TEXT SHOWN:
• • • • • • •

Business News Digital Industry People Labels & Publishers The Great Escape 2015

Hospital Records on driving listens through curated playlists

By | Published on Thursday 21 May 2015

CMU@TGE Audience

Much of the discussion around online playlists during the marketing strand at CMU Insights @ The Great Escape last week focused on companies trying to get their music onto other people’s curated track lists. However, we also heard case studies from a number of organisations about their experiences creating their own playlists.

One of those was Hospital Records, whose Digital Manager Romy Harber spoke about the label’s own in-house playlisting activity. Interviewed by Spintune’s Brittney Bean, she began by asking Harber why Hospital wants to create its own playlists on Spotify and YouTube.

“We use it as a way of driving people to songs that we want them to listen to”, he said. “We have our own playlists on Spotify, we have different moods, we have our official playlists, we have the best of drum n bass. And then on YouTube, we use it as a way of grouping releases”.

“It’s quite easy for people to get lost on YouTube”, he continued. “They’ll start watching a music video and then the next moment they’re watching a video of a cat on a skateboard. If we group our content all together, then hopefully people follow that path and listen to our music more”.

On YouTube, where the company has over 250,000 subscribers, he explained that the focus is very much on Hospital’s own releases.

“We have a playlist for every album”, he explained. “We post every track from every album on YouTube, pretty much, eventually. Which I know is controversial. But we find that, unless you block it, someone else will upload your music anyway, to another channel, and then you get a worse rate. So I’d prefer people come to our channel, where we can give them the message that we want, with our buy links, rather than having them go elsewhere”.

“Lots of people don’t agree with putting it all up there, because the rates on YouTube are not great”, he admitted. “However, we’ve found that from the buy links and from tracking, that it is actually a good platform to drive sales”.

• • • • • • •

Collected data
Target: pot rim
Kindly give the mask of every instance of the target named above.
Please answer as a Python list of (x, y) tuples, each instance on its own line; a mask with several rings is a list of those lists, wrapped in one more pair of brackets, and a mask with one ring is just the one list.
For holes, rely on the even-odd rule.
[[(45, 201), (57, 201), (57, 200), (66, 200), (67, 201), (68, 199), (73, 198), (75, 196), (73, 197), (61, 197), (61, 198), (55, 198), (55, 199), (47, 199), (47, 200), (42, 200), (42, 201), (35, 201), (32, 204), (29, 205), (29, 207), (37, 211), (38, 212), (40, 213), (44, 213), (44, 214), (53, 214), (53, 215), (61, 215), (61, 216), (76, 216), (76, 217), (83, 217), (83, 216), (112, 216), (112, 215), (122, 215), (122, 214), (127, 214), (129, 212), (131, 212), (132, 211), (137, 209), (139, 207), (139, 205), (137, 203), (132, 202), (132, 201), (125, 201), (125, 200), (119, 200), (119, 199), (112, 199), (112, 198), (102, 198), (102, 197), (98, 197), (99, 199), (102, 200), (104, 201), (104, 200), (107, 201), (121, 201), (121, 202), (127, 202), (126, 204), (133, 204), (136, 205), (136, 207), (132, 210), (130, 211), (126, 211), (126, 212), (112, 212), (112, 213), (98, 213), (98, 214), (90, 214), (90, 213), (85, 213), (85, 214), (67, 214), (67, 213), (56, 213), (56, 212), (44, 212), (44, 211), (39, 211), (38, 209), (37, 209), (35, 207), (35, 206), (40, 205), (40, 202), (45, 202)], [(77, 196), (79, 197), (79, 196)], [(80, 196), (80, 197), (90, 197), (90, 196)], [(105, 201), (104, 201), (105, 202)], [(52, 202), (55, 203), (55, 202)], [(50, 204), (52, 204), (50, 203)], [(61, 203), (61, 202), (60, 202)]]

• • • • • • •

TRY IT: Carry on the article about Hospital Records' in-house playlists from the point where it stops.

EXERCISE OUTPUT:
On Spotify, where the company currently has around 14,000 followers, the focus is somewhat different, he added. “On Spotify it’s much more about curation, in that we draw in lots of third party content into our playlists and mix it up, to create moods and different environments around the music, whereas on YouTube it’s almost entirely our own content”.

A big challenge in generating interest in Spotify playlists, he said, is updating them with the right music at the right time.

“We’re a dance music label, so we have a massive spike Thursday, Friday and then it dips on Monday. We’re trying to combat that with a playlist called ‘Monday Morning Rollers’, which is a more chilled out, liquidy type of drum n bass, with other types of music on there too, and then we do separate Thursday, Friday and Saturday playlists”.

“The weekend’s what suits us best”, he continued. “We want people to get that updated playlist notification at the right time, so it pops up on their phone and they think, ‘Right, I’m going to listen to that now’. Whereas, if I put in a really hardcore dance track on a Tuesday morning, maybe people really aren’t going to be that interested. We try to hit people with those notifications, which is a really important part of it, at the right time, so that hopefully they’ll play our playlist”.